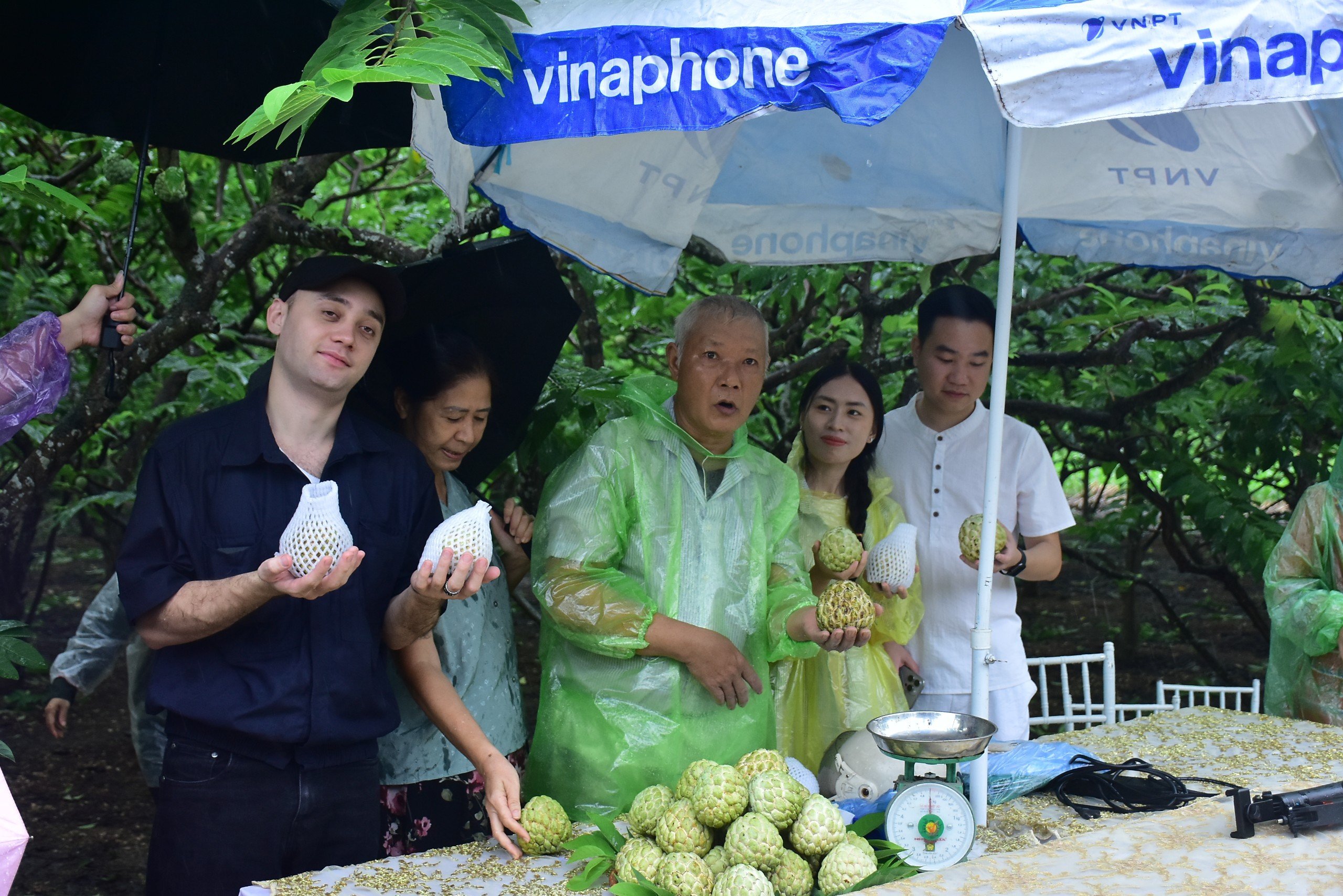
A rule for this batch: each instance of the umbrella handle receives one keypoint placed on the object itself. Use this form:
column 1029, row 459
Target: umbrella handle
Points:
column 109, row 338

◆ ◆ ◆ ◆ ◆ ◆ ◆

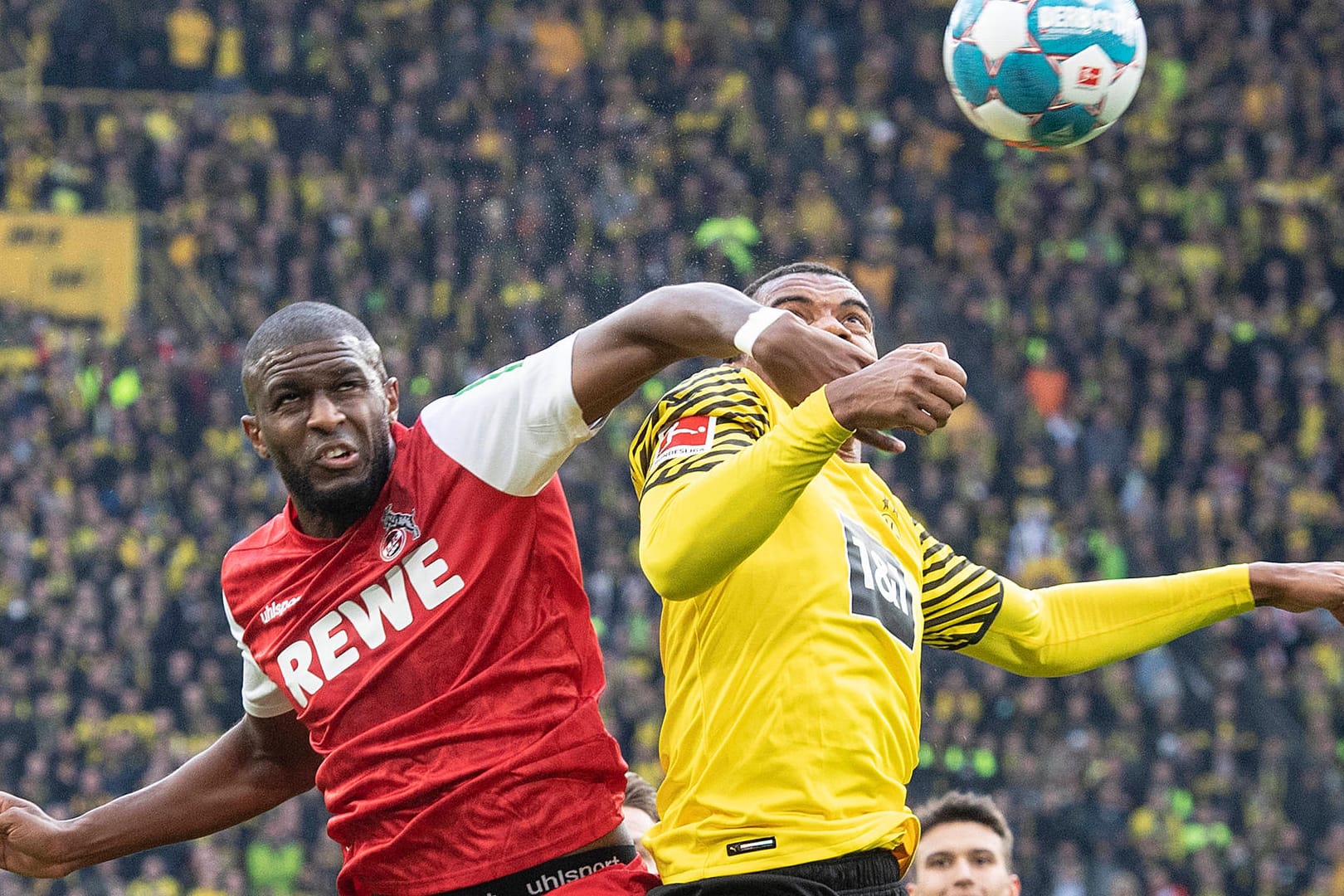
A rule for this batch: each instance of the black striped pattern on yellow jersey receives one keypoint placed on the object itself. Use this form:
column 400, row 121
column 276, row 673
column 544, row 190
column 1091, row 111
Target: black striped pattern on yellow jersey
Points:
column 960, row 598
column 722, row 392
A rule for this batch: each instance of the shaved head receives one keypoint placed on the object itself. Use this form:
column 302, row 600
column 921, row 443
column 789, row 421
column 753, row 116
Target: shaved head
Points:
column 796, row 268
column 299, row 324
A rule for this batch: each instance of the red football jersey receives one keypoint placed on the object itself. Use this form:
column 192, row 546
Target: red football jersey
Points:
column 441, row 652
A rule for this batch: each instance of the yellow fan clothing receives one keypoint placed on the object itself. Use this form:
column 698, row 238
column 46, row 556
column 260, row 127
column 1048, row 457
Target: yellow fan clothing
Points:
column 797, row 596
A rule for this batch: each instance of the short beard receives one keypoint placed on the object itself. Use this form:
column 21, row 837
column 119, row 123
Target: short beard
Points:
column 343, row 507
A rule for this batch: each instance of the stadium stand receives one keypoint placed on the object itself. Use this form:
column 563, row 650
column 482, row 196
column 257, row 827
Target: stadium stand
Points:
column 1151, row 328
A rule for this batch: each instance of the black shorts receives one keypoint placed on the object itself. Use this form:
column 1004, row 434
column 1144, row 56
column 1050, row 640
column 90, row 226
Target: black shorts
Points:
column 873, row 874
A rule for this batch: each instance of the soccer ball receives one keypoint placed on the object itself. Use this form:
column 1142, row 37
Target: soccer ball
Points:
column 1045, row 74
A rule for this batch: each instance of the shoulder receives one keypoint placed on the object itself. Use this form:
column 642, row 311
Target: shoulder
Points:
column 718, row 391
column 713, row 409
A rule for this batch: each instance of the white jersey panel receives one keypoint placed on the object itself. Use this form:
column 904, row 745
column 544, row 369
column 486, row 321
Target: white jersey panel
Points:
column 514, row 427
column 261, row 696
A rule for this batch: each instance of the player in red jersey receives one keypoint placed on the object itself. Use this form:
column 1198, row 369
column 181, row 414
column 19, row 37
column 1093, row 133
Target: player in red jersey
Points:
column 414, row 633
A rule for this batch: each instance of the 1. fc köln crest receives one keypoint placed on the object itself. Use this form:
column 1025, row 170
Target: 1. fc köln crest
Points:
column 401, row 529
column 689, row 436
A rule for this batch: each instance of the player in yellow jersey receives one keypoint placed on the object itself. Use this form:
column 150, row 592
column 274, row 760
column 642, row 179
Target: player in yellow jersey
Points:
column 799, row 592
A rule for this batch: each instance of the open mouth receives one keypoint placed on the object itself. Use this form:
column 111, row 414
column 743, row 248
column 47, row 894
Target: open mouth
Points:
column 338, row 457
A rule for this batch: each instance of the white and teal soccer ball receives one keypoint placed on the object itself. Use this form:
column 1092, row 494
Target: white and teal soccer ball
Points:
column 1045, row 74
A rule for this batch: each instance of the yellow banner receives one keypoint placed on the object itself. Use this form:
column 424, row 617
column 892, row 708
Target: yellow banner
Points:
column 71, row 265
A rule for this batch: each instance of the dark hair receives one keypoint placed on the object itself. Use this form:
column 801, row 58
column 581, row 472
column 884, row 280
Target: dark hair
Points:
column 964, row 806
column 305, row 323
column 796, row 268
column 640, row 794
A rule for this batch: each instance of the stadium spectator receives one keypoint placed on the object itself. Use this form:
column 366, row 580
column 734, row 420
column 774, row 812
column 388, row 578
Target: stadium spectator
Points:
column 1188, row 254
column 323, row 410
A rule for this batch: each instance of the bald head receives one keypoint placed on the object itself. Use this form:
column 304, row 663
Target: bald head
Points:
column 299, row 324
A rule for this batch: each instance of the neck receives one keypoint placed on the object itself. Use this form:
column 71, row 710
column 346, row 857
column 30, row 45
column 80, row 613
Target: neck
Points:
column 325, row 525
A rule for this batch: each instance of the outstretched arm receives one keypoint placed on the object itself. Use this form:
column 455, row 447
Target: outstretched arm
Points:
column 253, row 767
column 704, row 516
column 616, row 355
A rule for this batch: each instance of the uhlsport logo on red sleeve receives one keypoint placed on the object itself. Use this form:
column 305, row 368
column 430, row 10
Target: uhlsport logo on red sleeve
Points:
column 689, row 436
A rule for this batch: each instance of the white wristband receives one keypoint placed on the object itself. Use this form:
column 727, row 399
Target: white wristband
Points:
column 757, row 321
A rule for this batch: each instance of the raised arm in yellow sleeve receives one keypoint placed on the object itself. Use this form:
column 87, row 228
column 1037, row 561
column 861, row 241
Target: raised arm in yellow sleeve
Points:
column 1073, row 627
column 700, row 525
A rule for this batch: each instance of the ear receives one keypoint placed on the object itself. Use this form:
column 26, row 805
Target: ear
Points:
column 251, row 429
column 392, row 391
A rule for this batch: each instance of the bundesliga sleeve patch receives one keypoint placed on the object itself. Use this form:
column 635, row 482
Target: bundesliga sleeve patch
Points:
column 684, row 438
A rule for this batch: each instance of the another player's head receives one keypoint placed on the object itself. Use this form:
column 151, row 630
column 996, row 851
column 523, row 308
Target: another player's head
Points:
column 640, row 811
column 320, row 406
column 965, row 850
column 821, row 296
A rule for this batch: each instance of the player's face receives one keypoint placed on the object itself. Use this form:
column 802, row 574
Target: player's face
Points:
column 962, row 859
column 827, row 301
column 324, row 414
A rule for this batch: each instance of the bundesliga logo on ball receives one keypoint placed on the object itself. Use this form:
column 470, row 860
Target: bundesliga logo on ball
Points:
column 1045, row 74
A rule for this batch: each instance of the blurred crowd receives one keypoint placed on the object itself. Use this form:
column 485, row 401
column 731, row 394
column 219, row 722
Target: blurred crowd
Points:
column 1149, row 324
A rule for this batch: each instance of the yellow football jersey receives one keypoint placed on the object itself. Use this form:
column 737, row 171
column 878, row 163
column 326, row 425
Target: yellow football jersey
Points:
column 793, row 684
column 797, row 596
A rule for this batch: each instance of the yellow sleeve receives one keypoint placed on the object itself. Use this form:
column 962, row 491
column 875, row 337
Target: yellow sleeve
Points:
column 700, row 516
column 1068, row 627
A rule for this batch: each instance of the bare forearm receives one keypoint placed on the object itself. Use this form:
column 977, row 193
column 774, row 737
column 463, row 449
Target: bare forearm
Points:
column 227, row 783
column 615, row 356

◆ ◆ ◆ ◆ ◆ ◆ ◆

GIVEN INSTRUCTION
Extract each line above that contains the string "logo", treating uppercase and lowercase letters as distinct.

ANSWER TO THE PROBLEM
A rule for this batch: each instance of the uhlsport logo on red sleeve receives one keypoint placed on the object itself. Use this form:
Target: uhlsport logo on red sleeve
A rule for this batch: each instance of the bundesliga logo on ball receives one keypoint placed on the object itself. Use this form:
Target: bundesliga logo on ball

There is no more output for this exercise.